- Brief
In the post on tantrums below, rewrite the stretch from "Upon a lot of" through "fed the beast.", changing "fed the beast" to "fueled the fire".
──────── Text block
Wednesday, June 01, 2011

90% Grace

Upon a lot of reflection over the past week I came to the sorry conclusion that a lot of my four-year-old's tantrums were my fault. Not that I was poking him with a sharp stick or anything, although I definitely wanted to sometimes. More like I was so fed up with his crazy behavior that I would snap at him the moment he started to stamp his foot or raise his voice to a whine. My rise in temperature (read: hotheadedness) would set off Charlie's, and he would explode from there. So I guess maybe I didn't start this problem but I definitely fed the beast.

One week later and Charlie's temper tantrums are significantly reduced. A combination of extreme patience, bribery, copious amounts of compliments and firm consequences has seemed to make the difference. Also, trying not to act like a four-year-old myself. I brought out the Good Behavior Coins, which make an appearance any time the going gets really rough. Every time I see Charlie doing something good, no matter how small, he gets a Good Behavior Coin. When he gets ten coins, he gets a reward. In the past, these rewards have usually been a new toy or a book. Sometimes they have been going to fun places like the water park or the zoo. Right now, Charlie's reward is that he gets to pick out one of his own toys from storage, where I stuck them after he refused to clean up his room last week (the Tantrum of the Ages that prompted the previous post). Wait, did I just admit that I confiscated all of Charlie's toys after he refused to pick them up? It's official, I have become my father. Hi, Dad. Thanks for infiltrating my brain.

Being a good parent is really hard work. It takes a lot of perseverance and a lot of sugar. (Yes, I tossed the last few pieces of red velvet cake when they got old but I immediately set about making a gluten-free chocolate concoction. Maybe when things have really calmed down I will go on a spinach juice diet. Maybe not.) Parenting is as challenging as it is tedious, as rewarding as it is frustrating. I keep reminding myself that eventually all of these seeds of good character we are planting in our children will come to fruition. When we have a young man who is confident and self-assured, who opens doors for people, who listens without interrupting, who can pray, joke, and handle setbacks with grace. Then my husband and I will look back and know that this was worth every struggle.
────────────────
──────── Extracted entries
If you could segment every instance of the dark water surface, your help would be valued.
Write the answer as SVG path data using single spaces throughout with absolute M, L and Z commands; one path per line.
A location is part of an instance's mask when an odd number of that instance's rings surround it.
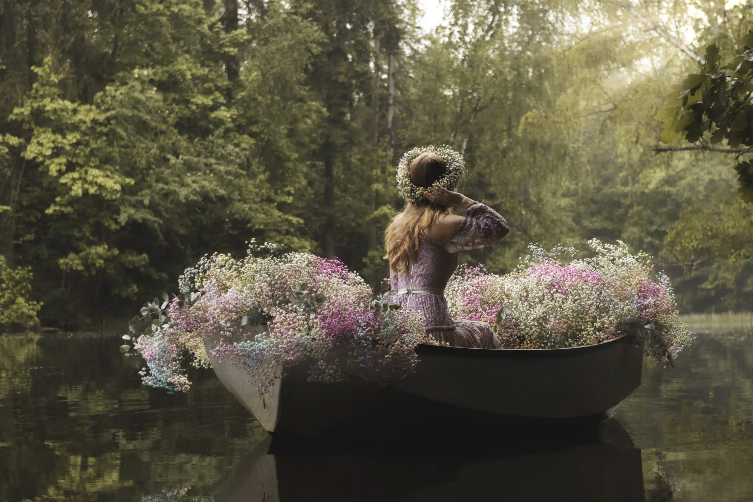
M 506 446 L 447 424 L 431 444 L 376 452 L 270 442 L 211 370 L 168 395 L 118 345 L 0 336 L 0 500 L 753 500 L 750 330 L 647 365 L 596 431 Z

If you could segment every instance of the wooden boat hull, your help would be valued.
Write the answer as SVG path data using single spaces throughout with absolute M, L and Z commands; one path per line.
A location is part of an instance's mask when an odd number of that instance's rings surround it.
M 308 382 L 286 369 L 265 394 L 258 375 L 211 355 L 218 377 L 266 431 L 304 437 L 354 426 L 398 430 L 437 416 L 604 420 L 641 384 L 643 344 L 623 336 L 587 347 L 492 350 L 420 345 L 416 371 L 394 386 Z
M 376 449 L 333 451 L 326 444 L 279 449 L 277 440 L 267 438 L 240 460 L 216 502 L 645 500 L 641 452 L 632 444 L 550 443 L 511 451 L 443 434 L 433 445 L 401 438 Z

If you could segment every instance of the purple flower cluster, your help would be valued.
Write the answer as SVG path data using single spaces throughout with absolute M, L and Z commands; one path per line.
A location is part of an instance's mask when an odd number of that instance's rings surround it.
M 622 243 L 589 242 L 595 256 L 562 263 L 575 250 L 532 246 L 514 272 L 459 267 L 446 290 L 454 317 L 485 321 L 508 348 L 559 348 L 643 336 L 647 354 L 671 361 L 691 341 L 672 284 L 648 255 Z
M 187 389 L 181 358 L 187 351 L 208 366 L 207 338 L 214 357 L 254 373 L 262 391 L 295 366 L 312 380 L 380 384 L 413 370 L 416 345 L 427 341 L 414 314 L 372 308 L 369 286 L 339 260 L 258 254 L 215 254 L 186 271 L 181 284 L 198 291 L 181 293 L 195 301 L 174 300 L 169 321 L 138 339 L 145 383 Z

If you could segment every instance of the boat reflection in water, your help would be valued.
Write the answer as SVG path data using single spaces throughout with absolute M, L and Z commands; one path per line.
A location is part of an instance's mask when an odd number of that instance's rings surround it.
M 559 440 L 556 438 L 560 438 Z M 566 440 L 561 438 L 566 437 Z M 533 438 L 533 439 L 532 439 Z M 615 420 L 590 429 L 444 434 L 325 445 L 267 438 L 215 502 L 644 500 L 641 452 Z

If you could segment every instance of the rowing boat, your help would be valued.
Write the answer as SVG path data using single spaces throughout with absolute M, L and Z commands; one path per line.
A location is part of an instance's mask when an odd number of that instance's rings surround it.
M 593 421 L 614 416 L 641 385 L 643 342 L 624 336 L 572 348 L 485 349 L 422 345 L 416 371 L 394 385 L 309 382 L 305 368 L 266 392 L 261 376 L 212 355 L 215 373 L 271 434 L 313 437 L 364 424 L 389 432 L 436 416 Z

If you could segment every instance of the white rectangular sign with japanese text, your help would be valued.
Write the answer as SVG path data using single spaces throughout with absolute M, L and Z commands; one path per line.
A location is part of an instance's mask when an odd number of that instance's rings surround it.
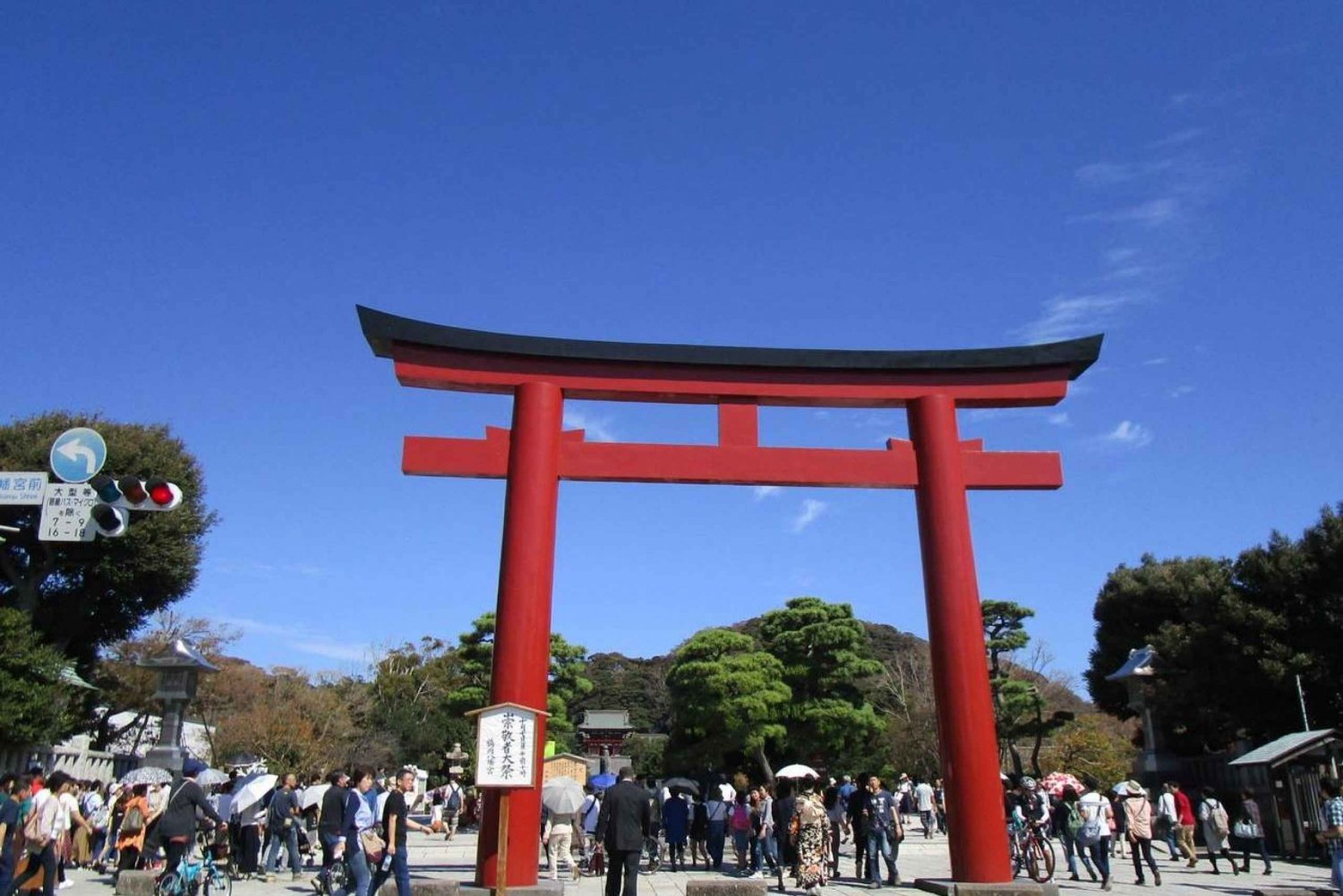
M 475 786 L 530 787 L 536 775 L 536 713 L 521 707 L 490 707 L 475 723 Z

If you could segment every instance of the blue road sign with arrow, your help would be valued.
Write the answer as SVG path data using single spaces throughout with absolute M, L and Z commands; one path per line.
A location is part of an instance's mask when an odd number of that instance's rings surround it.
M 107 462 L 107 443 L 95 430 L 77 426 L 51 446 L 51 472 L 63 482 L 87 482 Z

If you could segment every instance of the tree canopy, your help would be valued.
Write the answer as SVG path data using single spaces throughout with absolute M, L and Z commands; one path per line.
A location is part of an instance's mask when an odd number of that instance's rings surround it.
M 1340 512 L 1343 505 L 1326 508 L 1300 539 L 1273 533 L 1234 560 L 1144 555 L 1136 567 L 1113 570 L 1093 610 L 1086 685 L 1096 705 L 1132 715 L 1124 685 L 1105 676 L 1150 643 L 1158 653 L 1151 703 L 1178 752 L 1300 729 L 1296 676 L 1311 724 L 1343 724 Z
M 99 647 L 191 591 L 216 517 L 204 504 L 200 465 L 167 426 L 66 412 L 15 420 L 0 426 L 0 469 L 47 469 L 51 443 L 74 426 L 103 435 L 107 473 L 161 476 L 183 490 L 176 510 L 133 514 L 124 537 L 89 543 L 40 541 L 40 506 L 0 508 L 0 523 L 20 529 L 0 544 L 0 606 L 26 613 L 48 643 L 89 669 Z

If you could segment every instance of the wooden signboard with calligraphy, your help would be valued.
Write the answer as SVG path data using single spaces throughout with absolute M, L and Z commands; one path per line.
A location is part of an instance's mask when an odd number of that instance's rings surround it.
M 508 893 L 508 795 L 517 787 L 539 787 L 536 780 L 536 720 L 551 713 L 517 703 L 473 709 L 475 716 L 475 786 L 500 791 L 498 876 L 496 896 Z

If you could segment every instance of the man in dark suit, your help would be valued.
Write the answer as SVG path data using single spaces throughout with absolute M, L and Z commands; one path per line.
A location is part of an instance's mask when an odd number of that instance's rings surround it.
M 606 791 L 602 813 L 596 819 L 596 836 L 606 846 L 608 862 L 606 896 L 622 896 L 622 875 L 624 896 L 635 896 L 639 888 L 639 856 L 651 821 L 649 794 L 634 783 L 634 770 L 624 766 L 615 787 Z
────────────────
- Exercise output
Upon a lot of reflection over the past week I came to the sorry conclusion that a lot of my four-year-old's tantrums were my fault. Not that I was poking him with a sharp stick or anything, although I definitely wanted to sometimes. More like I was so fed up with his crazy behavior that I would snap at him the moment he started to stamp his foot or raise his voice to a whine. My rise in temperature (read: hotheadedness) would set off Charlie's, and he would explode from there. So I guess maybe I didn't start this problem but I definitely fueled the fire.